Output each record below exactly as it stands, leaving out the pictures.

--- START ---

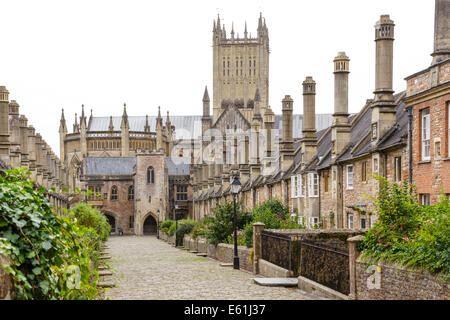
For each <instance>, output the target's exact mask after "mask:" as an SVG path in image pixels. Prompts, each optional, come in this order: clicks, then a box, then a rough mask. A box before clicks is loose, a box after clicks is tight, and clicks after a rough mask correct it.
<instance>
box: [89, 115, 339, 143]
mask: <svg viewBox="0 0 450 320" xmlns="http://www.w3.org/2000/svg"><path fill="white" fill-rule="evenodd" d="M110 118H111V117H94V116H93V117H91V118H90V122H89V126H88V129H87V131H88V132H99V131H100V132H101V131H109V122H110ZM162 118H163V123H164V125H165V122H166V117H162ZM332 121H333V116H332V115H331V114H317V115H316V127H317V130H322V129H325V128H327V127H329V126H330V125H331V123H332ZM128 122H129V124H130V131H134V132H144V127H145V116H128ZM170 122H171V124H172V125H173V126H175V136H174V138H175V139H192V138H193V139H197V138H199V137H200V136H201V133H202V116H196V115H189V116H172V115H171V116H170ZM112 123H113V127H114V131H120V124H121V123H122V116H119V117H112ZM302 123H303V115H301V114H294V115H293V128H294V130H293V137H294V138H301V136H302V127H303V126H302ZM282 124H283V121H282V115H275V124H274V128H275V129H277V130H279V129H280V128H281V127H282ZM148 125H149V127H150V132H155V131H156V116H148ZM280 131H281V130H280Z"/></svg>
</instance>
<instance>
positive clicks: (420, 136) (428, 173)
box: [413, 94, 450, 204]
mask: <svg viewBox="0 0 450 320" xmlns="http://www.w3.org/2000/svg"><path fill="white" fill-rule="evenodd" d="M448 101H450V94H446V95H443V96H441V97H438V98H434V99H432V100H429V101H426V102H423V103H420V104H417V105H415V106H414V111H413V182H414V184H415V185H416V187H417V193H418V194H422V193H429V194H430V195H431V199H430V200H431V204H434V203H436V202H437V201H438V200H439V197H440V194H441V192H442V189H443V191H444V193H447V194H448V193H450V154H449V150H448V139H449V137H448V114H447V112H448V111H447V102H448ZM425 108H430V127H431V128H430V160H429V161H422V160H421V151H422V147H421V132H420V128H421V110H423V109H425ZM435 138H440V144H441V157H440V158H435Z"/></svg>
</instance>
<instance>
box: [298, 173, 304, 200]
mask: <svg viewBox="0 0 450 320" xmlns="http://www.w3.org/2000/svg"><path fill="white" fill-rule="evenodd" d="M297 191H298V195H297V196H298V197H300V198H302V197H303V196H304V194H303V176H302V175H301V174H298V175H297Z"/></svg>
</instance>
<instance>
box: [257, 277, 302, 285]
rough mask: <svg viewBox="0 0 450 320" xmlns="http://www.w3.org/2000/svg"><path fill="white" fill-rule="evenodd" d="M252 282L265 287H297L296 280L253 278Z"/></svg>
mask: <svg viewBox="0 0 450 320" xmlns="http://www.w3.org/2000/svg"><path fill="white" fill-rule="evenodd" d="M253 282H255V283H256V284H259V285H260V286H267V287H297V286H298V279H297V278H253Z"/></svg>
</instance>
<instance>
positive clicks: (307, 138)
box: [301, 77, 317, 164]
mask: <svg viewBox="0 0 450 320" xmlns="http://www.w3.org/2000/svg"><path fill="white" fill-rule="evenodd" d="M301 141H302V142H301V145H302V153H303V157H302V162H303V163H304V164H306V163H307V162H308V161H309V160H311V159H312V158H313V157H314V155H315V154H316V151H317V132H316V82H315V81H314V80H313V78H312V77H306V79H305V81H303V128H302V139H301Z"/></svg>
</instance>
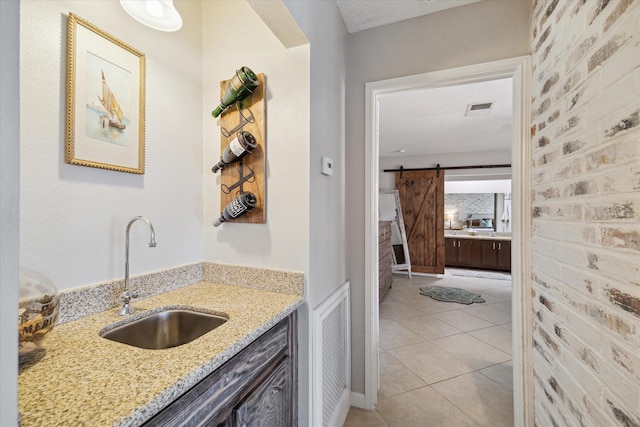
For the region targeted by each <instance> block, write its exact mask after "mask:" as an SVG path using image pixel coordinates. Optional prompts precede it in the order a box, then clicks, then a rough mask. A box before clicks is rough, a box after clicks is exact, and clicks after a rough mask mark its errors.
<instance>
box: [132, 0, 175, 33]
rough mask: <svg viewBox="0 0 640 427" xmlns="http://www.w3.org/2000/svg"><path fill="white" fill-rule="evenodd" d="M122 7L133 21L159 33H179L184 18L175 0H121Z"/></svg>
mask: <svg viewBox="0 0 640 427" xmlns="http://www.w3.org/2000/svg"><path fill="white" fill-rule="evenodd" d="M120 6H122V8H123V9H124V10H125V12H127V13H128V14H129V15H130V16H131V17H132V18H133V19H135V20H136V21H138V22H140V23H141V24H144V25H146V26H147V27H151V28H153V29H154V30H159V31H178V30H179V29H180V28H182V17H181V16H180V13H178V11H177V10H176V8H175V7H174V6H173V0H120Z"/></svg>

--- END ---

Result of this task =>
For each <instance>, output the target's exact mask after "mask:" as an SVG path in image pixels. Prompts, each optional, come in this order: clicks, then a box, then a rough mask. A box before clicks is loose, a box after clicks is tight, and clicks after a rough mask correct it.
<instance>
box: [89, 115, 339, 143]
mask: <svg viewBox="0 0 450 320" xmlns="http://www.w3.org/2000/svg"><path fill="white" fill-rule="evenodd" d="M110 118H111V117H94V116H93V117H91V118H90V122H89V126H88V129H87V131H88V132H99V131H100V132H101V131H109V122H110ZM162 118H163V123H164V125H165V122H166V117H162ZM332 121H333V116H332V115H331V114H317V115H316V127H317V130H322V129H325V128H327V127H329V126H330V125H331V123H332ZM128 122H129V124H130V131H134V132H144V127H145V116H128ZM170 122H171V124H172V125H173V126H175V136H174V138H175V139H192V138H193V139H197V138H199V137H200V136H201V133H202V116H196V115H189V116H172V115H171V116H170ZM112 123H113V127H114V131H120V124H121V123H122V116H119V117H112ZM302 123H303V115H301V114H294V115H293V128H294V130H293V137H294V138H301V136H302V127H303V126H302ZM282 124H283V121H282V115H275V124H274V128H275V129H277V130H279V129H280V128H281V127H282ZM148 125H149V127H150V132H155V131H156V116H148ZM280 131H281V130H280Z"/></svg>
</instance>
<instance>
positive clicks: (420, 136) (428, 173)
box: [413, 94, 450, 204]
mask: <svg viewBox="0 0 450 320" xmlns="http://www.w3.org/2000/svg"><path fill="white" fill-rule="evenodd" d="M448 101H450V94H446V95H443V96H441V97H438V98H434V99H432V100H429V101H426V102H423V103H420V104H417V105H415V106H414V111H413V182H414V184H415V185H416V187H417V193H418V194H422V193H429V194H430V195H431V199H430V200H431V204H434V203H436V202H437V201H438V200H439V197H440V194H441V192H442V189H443V191H444V193H447V194H448V193H450V154H449V150H448V139H449V137H448V114H447V112H448V111H447V102H448ZM425 108H430V127H431V128H430V160H429V161H422V160H421V151H422V147H421V132H420V128H421V110H423V109H425ZM435 138H440V144H441V157H440V158H435Z"/></svg>
</instance>
<instance>
box: [298, 173, 304, 200]
mask: <svg viewBox="0 0 450 320" xmlns="http://www.w3.org/2000/svg"><path fill="white" fill-rule="evenodd" d="M297 191H298V195H297V196H298V197H300V198H302V197H303V196H304V194H303V176H302V175H301V174H298V175H297Z"/></svg>
</instance>
<instance>
box: [257, 277, 302, 285]
rough mask: <svg viewBox="0 0 450 320" xmlns="http://www.w3.org/2000/svg"><path fill="white" fill-rule="evenodd" d="M252 282L265 287H297L296 280L253 278Z"/></svg>
mask: <svg viewBox="0 0 450 320" xmlns="http://www.w3.org/2000/svg"><path fill="white" fill-rule="evenodd" d="M253 282H255V283H256V284H259V285H260V286H267V287H297V286H298V279H297V278H253Z"/></svg>
</instance>
<instance>
positive clicks: (307, 138)
box: [301, 77, 317, 164]
mask: <svg viewBox="0 0 450 320" xmlns="http://www.w3.org/2000/svg"><path fill="white" fill-rule="evenodd" d="M301 141H302V142H301V145H302V153H303V157H302V162H303V163H304V164H306V163H307V162H308V161H309V160H311V159H312V158H313V157H314V155H315V154H316V151H317V132H316V82H315V81H314V80H313V78H312V77H306V79H305V81H303V128H302V139H301Z"/></svg>
</instance>
For the region targeted by each <instance> block, write its exact mask after "mask:" as an SVG path using image pixel coordinates. Optional prompts precede it in the order a box, then clicks, then a rough mask. A box before clicks is rough, a box after clicks is exact, and clicks after a rough mask mark its errors.
<instance>
box: [132, 0, 175, 33]
rough mask: <svg viewBox="0 0 640 427" xmlns="http://www.w3.org/2000/svg"><path fill="white" fill-rule="evenodd" d="M122 7L133 21L159 33H179L184 18L175 0H121Z"/></svg>
mask: <svg viewBox="0 0 640 427" xmlns="http://www.w3.org/2000/svg"><path fill="white" fill-rule="evenodd" d="M120 6H122V8H123V9H124V10H125V12H127V13H128V14H129V15H130V16H131V17H132V18H133V19H135V20H136V21H138V22H140V23H141V24H144V25H146V26H147V27H151V28H153V29H154V30H159V31H178V30H179V29H180V28H182V17H181V16H180V13H178V11H177V10H176V8H175V7H174V6H173V0H120Z"/></svg>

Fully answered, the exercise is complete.